§ What the task asks: Reproduce the data below, switching every "Matches" to "Results" and changing nothing else. Leave the pictures out of your answer.
# start of Information provided
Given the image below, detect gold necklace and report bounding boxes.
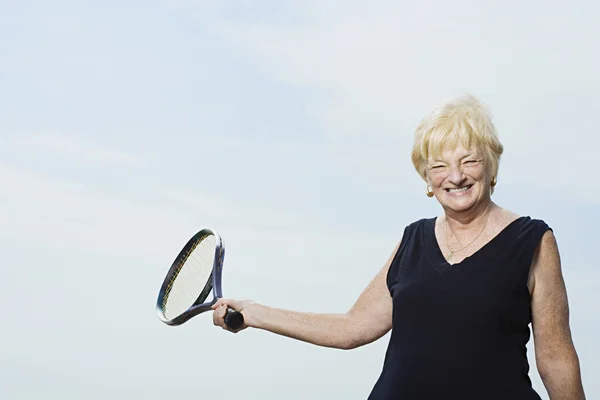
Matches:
[444,214,490,260]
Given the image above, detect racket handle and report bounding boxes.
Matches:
[224,307,244,330]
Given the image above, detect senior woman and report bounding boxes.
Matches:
[213,95,585,400]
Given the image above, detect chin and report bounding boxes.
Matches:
[442,193,478,211]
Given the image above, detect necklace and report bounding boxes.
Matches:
[444,209,490,260]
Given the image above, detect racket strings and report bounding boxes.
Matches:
[163,235,216,319]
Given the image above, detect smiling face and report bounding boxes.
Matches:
[426,143,491,213]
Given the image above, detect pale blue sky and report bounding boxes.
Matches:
[0,0,600,400]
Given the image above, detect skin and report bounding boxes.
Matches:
[213,145,585,400]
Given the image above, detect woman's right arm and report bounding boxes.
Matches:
[213,239,399,349]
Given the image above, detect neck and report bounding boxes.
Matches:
[444,201,496,230]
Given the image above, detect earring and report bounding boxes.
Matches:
[425,185,433,197]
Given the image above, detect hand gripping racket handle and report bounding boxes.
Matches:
[224,307,244,330]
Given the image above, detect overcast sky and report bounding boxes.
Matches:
[0,0,600,400]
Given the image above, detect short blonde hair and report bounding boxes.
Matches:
[412,94,504,180]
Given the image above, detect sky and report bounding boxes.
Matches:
[0,0,600,400]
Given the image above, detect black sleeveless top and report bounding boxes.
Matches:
[369,217,550,400]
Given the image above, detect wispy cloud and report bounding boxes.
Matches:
[6,133,144,167]
[184,0,600,202]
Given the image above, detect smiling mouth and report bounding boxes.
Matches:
[446,185,473,193]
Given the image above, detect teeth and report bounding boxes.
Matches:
[448,186,469,193]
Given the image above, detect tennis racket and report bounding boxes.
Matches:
[156,229,244,330]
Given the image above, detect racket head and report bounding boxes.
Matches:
[156,228,225,325]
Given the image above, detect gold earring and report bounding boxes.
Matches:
[425,185,433,197]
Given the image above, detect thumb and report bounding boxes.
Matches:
[211,298,240,310]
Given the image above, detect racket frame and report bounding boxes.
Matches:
[156,228,225,326]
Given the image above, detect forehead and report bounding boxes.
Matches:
[428,142,481,160]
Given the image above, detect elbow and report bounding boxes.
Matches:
[536,349,580,382]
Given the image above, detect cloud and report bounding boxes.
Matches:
[6,133,144,167]
[183,0,600,202]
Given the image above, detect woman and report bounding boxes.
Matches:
[213,96,585,400]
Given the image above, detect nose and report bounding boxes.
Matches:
[448,166,465,186]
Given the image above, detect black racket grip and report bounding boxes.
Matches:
[224,307,244,330]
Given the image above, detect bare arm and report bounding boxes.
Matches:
[530,231,585,400]
[213,239,399,349]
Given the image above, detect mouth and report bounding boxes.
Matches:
[445,185,473,194]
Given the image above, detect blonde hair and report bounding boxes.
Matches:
[412,94,504,180]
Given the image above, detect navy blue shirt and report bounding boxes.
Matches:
[369,217,550,400]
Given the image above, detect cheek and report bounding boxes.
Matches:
[429,174,444,188]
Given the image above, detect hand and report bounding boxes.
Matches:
[211,299,254,333]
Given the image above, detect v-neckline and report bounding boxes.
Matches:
[429,216,527,269]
# end of Information provided
§ Result for this task:
Given the image below, detect gold necklace and report bounding boxes.
Results:
[444,214,490,260]
Given the image above, detect racket handle and report bounding boxes.
Results:
[224,307,244,330]
Given the image above, detect senior woman and report bounding boxes.
Results:
[213,95,585,400]
Given the image above, detect chin and report bounding boxes.
Results:
[442,193,478,211]
Given the image above, detect necklace and report bounding boxes.
Results:
[444,209,490,260]
Given the image above, detect racket strings and report bounding boxes.
Results:
[163,235,216,319]
Given the image above, detect smiling face and report bounding boxes.
Results:
[426,143,491,213]
Given the image above, detect pale blue sky and report bounding boxes.
Results:
[0,0,600,400]
Given the image above, detect skin and report bounding boxes.
Results:
[213,145,585,400]
Given the image above, detect woman's right arm and report bounding boxes.
Results:
[213,239,399,349]
Given the image above, detect neck and report bounding boxes.
Results:
[444,201,496,230]
Given the image above, detect earring and report bounding boxes.
Results:
[425,185,433,197]
Given the image above, detect hand gripping racket handle and report bounding boxes.
Results:
[224,307,244,330]
Given the image above, detect overcast sky and report bounding boxes.
Results:
[0,0,600,400]
Given the image above, detect short blonde hair and report bounding boxes.
Results:
[412,94,504,180]
Given the image above, detect sky and report bounding boxes.
Results:
[0,0,600,400]
Given the image above, detect black sleeveless top and report bounding boxes.
Results:
[369,217,550,400]
Given the image above, detect wispy cloud and report bounding boxes.
Results:
[6,133,144,167]
[184,0,600,202]
Given the image above, detect smiling mouth and report bounding boxes.
Results:
[446,185,473,193]
Given the image above, detect teeth and report bounding boxes.
Results:
[448,186,469,193]
Given the image above, detect tennis racket and report bounding boxes.
Results:
[156,229,244,330]
Given the image above, detect racket head and report bounding boxes.
Results:
[156,228,225,325]
Given the image above, detect gold earring and report bounding boxes.
Results:
[425,185,433,197]
Given the image above, detect thumb and report bounding boxes.
Results:
[211,298,240,310]
Given the image above, detect racket frame and report bounding boxes.
Results:
[156,228,225,326]
Given the image above, detect forehead and report bounding boxes.
Results:
[428,142,481,160]
Given the image above, detect elbow and report bounding boxes.
Results:
[536,349,580,382]
Given the image above, detect cloud and report bounding boxes.
Results:
[6,133,144,167]
[183,0,600,202]
Given the image above, detect woman and report bounding boxes.
Results:
[213,96,585,400]
Given the image above, detect nose and report bounding boxes.
Results:
[448,166,465,186]
Given the image above, detect black racket grip and report bounding boxes.
Results:
[224,307,244,330]
Given the image above, detect bare arm and report bounding boxes.
Results:
[530,231,585,400]
[213,239,399,349]
Given the image above, detect mouth and report bounding boxes.
Results:
[445,185,473,194]
Given the image above, detect blonde hair and report bounding boxes.
Results:
[412,94,504,180]
Given the image above, detect navy blue shirt and report bounding boxes.
Results:
[369,217,550,400]
Given the image above, detect cheek and report bounding boxes.
Results:
[429,174,444,188]
Given the image above, detect hand and report bounding boxes.
Results:
[211,299,254,333]
Given the image above, detect v-neckline and report bounding boxes.
Results:
[429,216,527,269]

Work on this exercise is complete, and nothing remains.